## The problem
Transcribe each of the entries below verbatim, keeping their wording and order, and omit the pictures from your copy.

## Given records
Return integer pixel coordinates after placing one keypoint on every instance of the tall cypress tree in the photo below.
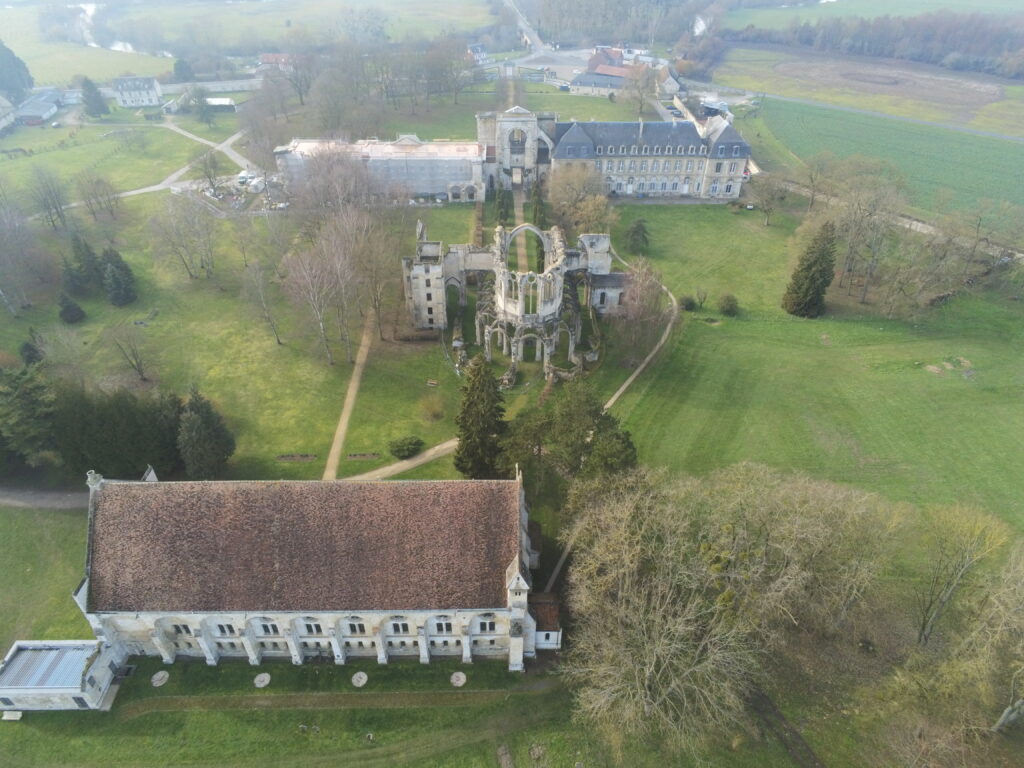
(806, 295)
(204, 440)
(480, 423)
(14, 77)
(93, 100)
(119, 282)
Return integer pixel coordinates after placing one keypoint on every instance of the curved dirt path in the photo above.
(29, 499)
(333, 458)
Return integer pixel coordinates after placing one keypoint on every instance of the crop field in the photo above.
(902, 89)
(924, 412)
(129, 157)
(55, 64)
(933, 160)
(280, 400)
(272, 19)
(784, 15)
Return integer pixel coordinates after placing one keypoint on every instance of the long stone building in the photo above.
(706, 159)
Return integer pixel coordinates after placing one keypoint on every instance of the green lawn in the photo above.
(571, 107)
(932, 159)
(55, 64)
(783, 16)
(279, 400)
(271, 22)
(69, 151)
(441, 118)
(43, 552)
(846, 398)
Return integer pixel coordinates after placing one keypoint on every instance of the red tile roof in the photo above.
(301, 546)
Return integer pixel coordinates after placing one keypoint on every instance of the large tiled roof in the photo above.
(301, 546)
(670, 133)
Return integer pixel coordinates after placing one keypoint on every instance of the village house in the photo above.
(137, 91)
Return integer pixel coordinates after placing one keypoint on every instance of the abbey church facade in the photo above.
(518, 147)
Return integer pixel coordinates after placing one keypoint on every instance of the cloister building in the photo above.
(300, 569)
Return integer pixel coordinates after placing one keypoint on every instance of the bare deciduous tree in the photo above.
(958, 540)
(679, 588)
(49, 195)
(310, 280)
(185, 231)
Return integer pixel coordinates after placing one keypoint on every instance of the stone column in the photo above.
(209, 649)
(337, 645)
(467, 641)
(248, 639)
(424, 649)
(166, 648)
(293, 646)
(381, 647)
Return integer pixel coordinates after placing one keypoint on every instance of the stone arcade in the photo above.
(517, 306)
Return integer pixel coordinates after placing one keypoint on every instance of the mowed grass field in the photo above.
(55, 64)
(279, 400)
(784, 15)
(933, 160)
(70, 151)
(271, 20)
(846, 397)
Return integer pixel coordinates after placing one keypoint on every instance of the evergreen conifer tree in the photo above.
(26, 414)
(72, 280)
(805, 296)
(119, 282)
(205, 442)
(14, 77)
(71, 312)
(85, 260)
(93, 100)
(480, 423)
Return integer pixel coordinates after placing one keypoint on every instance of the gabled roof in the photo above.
(134, 84)
(301, 546)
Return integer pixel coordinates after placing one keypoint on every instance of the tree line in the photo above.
(47, 421)
(972, 42)
(690, 594)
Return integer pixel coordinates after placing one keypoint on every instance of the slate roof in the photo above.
(675, 133)
(45, 666)
(590, 79)
(301, 546)
(134, 84)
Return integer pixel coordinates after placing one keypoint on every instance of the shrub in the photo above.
(728, 305)
(71, 312)
(406, 448)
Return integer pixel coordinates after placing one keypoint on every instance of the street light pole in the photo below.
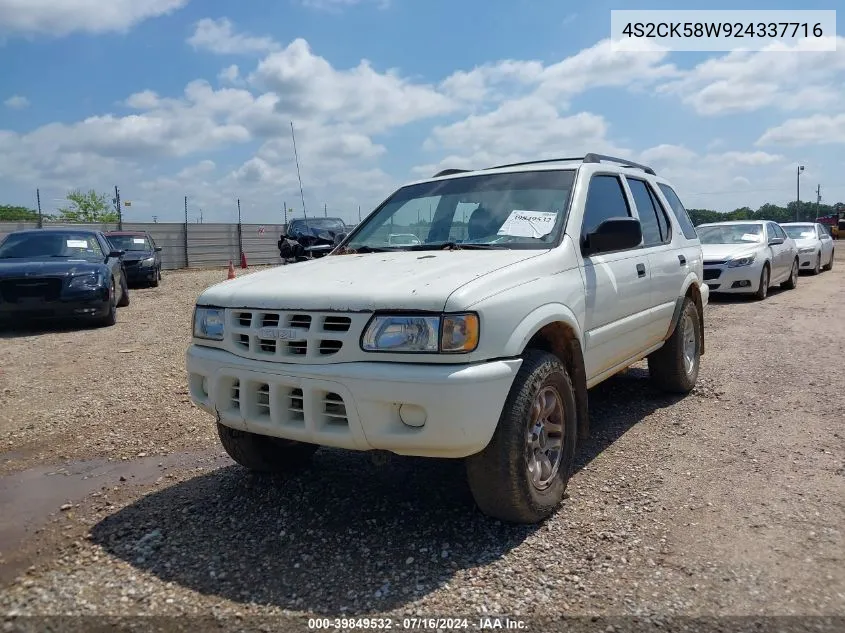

## Exercise response
Return integer pixel coordinates after placing one keypoint on every instance of the tall cypress tree in the photo below.
(806, 295)
(204, 440)
(480, 423)
(14, 77)
(93, 100)
(119, 282)
Return integer pixel coordinates after placing one keypoint on every instance of the curved dirt path in the photo above.
(29, 499)
(333, 458)
Return integer pixel coordinates after placing one keypoint on every instance of the crop field in the photo above.
(902, 89)
(924, 412)
(129, 157)
(55, 64)
(933, 160)
(280, 400)
(272, 19)
(784, 15)
Return integer pixel coordinates after placing one keypoint on every instance of the long stone building in the photo above.
(706, 159)
Return integer pixel coordinates after placing one keypoint on every instance of the green lawn in the photo above.
(571, 107)
(932, 159)
(55, 64)
(783, 16)
(279, 400)
(271, 22)
(69, 151)
(441, 118)
(43, 552)
(846, 398)
Return integer pixel coordinates after placing one keypoint on every instance of the red tile roof in the photo above.
(301, 546)
Return integer pixel coordinates after placing one keypoint on every instance of the large tiled roof in the photo above.
(301, 546)
(670, 133)
Return integer pixel coordinates after placing one keypoint on every instance of the village house in the photo above.
(137, 91)
Return integer pixel coordinates after placing one keypoint on every instance of the abbey church facade in the photo above.
(518, 147)
Return integer pixel coordinates after placing one keypoint on every instance of the cloister building in the photo above.
(300, 569)
Return integer pixel coordinates after placing one keypoint on every instance of the bare deciduous tree in the photo above.
(958, 540)
(679, 588)
(49, 195)
(310, 280)
(185, 231)
Return integer pixel coordinates after placing one keypoint on every instance of the stone column in the photo above.
(209, 649)
(337, 645)
(467, 641)
(248, 639)
(424, 649)
(166, 648)
(293, 646)
(381, 647)
Return integer pixel coordinates after placing one keypoint on every instance of the stone arcade in the photo above.
(517, 306)
Return integer pixel coordinates after placing one keypoint on every instance of the mowed grass field in the photo above.
(55, 64)
(279, 400)
(784, 15)
(933, 160)
(70, 151)
(271, 20)
(846, 397)
Return integer pixel coordinates after placing one keypoint on every instance of the evergreen conifer tree in the photo above.
(26, 414)
(72, 280)
(805, 296)
(119, 282)
(205, 442)
(14, 77)
(71, 312)
(85, 260)
(93, 100)
(480, 423)
Return integer pixel coordinates after placing one keypoint on every instance of the gabled roof in the photo above.
(134, 84)
(301, 546)
Return integer pixel coordinates after placing one keypoint on every instance of the tree line in the photo above.
(47, 421)
(972, 42)
(690, 594)
Return integer pixel coordinates after placing one keypoint on every instance of the slate roof in the photo above.
(675, 133)
(45, 666)
(590, 79)
(301, 546)
(134, 84)
Return integer pixel coordinates after placing one keypoint on every instance of the shrub in the photo above.
(728, 305)
(71, 312)
(406, 448)
Return integer pixel coordinates after placing one keypoint on every instance of the street light pole in the photo below.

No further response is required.